**** Supplied material

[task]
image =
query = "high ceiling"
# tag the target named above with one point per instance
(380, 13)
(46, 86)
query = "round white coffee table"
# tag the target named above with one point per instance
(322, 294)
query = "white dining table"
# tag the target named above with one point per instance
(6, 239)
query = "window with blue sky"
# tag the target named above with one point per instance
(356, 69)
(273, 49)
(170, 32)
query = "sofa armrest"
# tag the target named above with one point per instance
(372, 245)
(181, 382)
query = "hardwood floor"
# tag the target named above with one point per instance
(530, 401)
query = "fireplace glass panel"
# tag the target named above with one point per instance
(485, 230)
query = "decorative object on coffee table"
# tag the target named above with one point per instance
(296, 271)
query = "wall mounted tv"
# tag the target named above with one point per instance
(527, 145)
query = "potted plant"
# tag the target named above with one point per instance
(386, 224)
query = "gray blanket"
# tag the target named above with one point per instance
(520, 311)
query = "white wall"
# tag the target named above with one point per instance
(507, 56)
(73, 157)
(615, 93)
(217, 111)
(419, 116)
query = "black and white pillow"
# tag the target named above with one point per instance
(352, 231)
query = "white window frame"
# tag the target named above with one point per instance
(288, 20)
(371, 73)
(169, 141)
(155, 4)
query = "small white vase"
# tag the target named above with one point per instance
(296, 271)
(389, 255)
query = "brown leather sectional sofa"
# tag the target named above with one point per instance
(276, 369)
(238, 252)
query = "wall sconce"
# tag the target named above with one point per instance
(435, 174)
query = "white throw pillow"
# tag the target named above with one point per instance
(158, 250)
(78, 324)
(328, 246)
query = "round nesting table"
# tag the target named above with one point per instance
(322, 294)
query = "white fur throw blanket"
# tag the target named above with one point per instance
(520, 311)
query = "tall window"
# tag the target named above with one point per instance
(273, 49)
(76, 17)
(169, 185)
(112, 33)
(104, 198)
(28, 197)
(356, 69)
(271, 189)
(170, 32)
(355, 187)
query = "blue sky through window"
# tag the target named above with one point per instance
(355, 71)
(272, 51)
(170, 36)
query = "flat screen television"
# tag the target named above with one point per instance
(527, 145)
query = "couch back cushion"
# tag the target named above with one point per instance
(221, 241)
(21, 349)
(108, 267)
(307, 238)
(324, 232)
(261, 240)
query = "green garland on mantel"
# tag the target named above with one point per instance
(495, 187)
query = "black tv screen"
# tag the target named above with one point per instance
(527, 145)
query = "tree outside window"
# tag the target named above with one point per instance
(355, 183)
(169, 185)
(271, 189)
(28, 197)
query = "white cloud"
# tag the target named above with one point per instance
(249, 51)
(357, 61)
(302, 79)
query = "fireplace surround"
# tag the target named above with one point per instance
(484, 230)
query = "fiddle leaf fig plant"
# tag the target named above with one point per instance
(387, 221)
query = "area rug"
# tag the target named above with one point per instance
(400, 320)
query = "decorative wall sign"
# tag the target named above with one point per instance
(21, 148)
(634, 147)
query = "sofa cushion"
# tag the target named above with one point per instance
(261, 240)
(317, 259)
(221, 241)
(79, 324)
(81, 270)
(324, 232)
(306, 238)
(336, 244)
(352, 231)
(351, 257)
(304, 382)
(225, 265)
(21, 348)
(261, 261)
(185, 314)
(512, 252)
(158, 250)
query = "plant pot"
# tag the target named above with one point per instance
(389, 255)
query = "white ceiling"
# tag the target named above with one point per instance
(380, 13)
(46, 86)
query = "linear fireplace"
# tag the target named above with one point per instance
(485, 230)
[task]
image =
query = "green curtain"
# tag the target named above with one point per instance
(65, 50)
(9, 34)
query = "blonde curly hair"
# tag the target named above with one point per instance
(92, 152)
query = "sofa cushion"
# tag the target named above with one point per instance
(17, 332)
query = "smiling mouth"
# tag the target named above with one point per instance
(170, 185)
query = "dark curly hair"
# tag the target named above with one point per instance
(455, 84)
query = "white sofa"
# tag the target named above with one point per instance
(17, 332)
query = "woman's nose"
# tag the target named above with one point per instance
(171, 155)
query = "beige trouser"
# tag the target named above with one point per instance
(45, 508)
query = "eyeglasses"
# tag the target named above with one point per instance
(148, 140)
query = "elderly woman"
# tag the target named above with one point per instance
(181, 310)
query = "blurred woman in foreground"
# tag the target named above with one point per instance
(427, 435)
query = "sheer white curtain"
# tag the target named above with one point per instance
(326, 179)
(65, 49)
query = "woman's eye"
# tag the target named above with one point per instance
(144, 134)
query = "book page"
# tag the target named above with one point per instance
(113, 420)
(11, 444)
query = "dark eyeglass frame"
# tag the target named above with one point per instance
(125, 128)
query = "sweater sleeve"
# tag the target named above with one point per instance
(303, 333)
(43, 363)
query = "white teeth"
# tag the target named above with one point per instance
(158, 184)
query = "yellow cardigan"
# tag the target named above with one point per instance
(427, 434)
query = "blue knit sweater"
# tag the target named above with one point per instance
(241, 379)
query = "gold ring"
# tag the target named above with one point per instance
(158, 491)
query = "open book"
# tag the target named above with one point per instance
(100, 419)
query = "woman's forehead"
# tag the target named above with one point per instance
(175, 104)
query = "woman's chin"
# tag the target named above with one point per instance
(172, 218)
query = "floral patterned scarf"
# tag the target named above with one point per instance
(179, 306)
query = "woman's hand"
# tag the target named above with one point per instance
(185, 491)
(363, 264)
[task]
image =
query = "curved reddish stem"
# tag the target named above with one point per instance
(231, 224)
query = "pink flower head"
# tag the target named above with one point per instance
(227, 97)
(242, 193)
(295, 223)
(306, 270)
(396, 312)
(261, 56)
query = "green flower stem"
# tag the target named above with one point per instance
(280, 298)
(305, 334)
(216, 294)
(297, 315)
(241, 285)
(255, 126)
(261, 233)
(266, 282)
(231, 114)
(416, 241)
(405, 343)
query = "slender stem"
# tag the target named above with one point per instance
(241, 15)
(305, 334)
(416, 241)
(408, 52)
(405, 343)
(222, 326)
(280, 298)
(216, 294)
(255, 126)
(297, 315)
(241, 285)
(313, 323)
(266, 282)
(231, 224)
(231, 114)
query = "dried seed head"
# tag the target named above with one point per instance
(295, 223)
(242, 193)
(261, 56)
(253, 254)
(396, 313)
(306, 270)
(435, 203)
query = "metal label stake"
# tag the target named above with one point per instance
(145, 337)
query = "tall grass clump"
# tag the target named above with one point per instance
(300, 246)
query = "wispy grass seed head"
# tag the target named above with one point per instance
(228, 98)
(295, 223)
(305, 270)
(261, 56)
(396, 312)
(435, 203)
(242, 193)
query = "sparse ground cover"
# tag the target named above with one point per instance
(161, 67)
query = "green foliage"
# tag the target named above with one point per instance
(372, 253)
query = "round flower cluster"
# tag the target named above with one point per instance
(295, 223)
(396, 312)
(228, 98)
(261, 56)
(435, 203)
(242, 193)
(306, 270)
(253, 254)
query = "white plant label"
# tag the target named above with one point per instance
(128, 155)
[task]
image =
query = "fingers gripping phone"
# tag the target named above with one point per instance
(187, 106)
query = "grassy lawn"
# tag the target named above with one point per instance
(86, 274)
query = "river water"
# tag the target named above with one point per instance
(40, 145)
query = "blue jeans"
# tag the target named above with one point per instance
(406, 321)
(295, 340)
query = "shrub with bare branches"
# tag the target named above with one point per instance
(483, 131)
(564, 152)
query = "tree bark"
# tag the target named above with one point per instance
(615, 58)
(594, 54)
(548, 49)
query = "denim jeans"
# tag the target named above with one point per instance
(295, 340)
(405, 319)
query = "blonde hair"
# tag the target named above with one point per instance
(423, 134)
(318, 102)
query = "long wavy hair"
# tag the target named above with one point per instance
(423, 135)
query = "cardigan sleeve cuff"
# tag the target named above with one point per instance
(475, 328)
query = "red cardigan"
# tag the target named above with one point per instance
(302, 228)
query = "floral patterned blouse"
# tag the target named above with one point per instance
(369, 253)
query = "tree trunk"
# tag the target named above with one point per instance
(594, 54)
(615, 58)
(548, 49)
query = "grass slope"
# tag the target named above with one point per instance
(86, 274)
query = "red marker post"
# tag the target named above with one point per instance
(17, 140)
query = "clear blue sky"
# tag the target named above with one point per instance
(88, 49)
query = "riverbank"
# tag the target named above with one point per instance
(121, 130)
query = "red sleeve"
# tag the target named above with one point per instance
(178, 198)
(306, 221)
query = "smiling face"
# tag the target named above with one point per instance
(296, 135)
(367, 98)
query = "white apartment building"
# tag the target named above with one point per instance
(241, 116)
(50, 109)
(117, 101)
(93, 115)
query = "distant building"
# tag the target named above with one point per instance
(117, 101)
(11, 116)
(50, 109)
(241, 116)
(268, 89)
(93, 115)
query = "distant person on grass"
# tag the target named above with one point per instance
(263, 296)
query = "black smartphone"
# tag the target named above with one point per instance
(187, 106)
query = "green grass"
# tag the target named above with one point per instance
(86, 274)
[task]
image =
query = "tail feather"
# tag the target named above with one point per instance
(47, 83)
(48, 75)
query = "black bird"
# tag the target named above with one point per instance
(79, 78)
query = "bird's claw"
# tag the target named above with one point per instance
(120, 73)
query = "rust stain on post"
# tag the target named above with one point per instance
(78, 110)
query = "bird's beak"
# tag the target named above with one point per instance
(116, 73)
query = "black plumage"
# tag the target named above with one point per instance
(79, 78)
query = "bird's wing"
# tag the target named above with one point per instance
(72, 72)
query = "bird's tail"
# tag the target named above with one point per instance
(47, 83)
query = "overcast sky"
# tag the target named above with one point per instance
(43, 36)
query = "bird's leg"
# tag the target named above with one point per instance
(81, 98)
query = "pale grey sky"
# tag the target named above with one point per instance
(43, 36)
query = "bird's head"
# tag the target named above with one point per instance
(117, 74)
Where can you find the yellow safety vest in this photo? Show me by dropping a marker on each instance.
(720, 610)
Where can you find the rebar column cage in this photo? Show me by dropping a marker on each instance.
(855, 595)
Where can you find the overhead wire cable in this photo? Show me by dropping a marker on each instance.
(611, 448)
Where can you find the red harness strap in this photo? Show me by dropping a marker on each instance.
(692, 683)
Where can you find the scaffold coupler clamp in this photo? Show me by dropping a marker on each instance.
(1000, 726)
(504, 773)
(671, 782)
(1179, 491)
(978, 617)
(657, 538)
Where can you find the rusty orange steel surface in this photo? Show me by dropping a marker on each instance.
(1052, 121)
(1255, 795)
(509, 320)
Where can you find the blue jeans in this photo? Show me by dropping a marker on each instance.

********

Problem requirements.
For every line above that includes the word "dark", return the line.

Written response.
query = "dark curly hair"
query = "dark eyeglass frame"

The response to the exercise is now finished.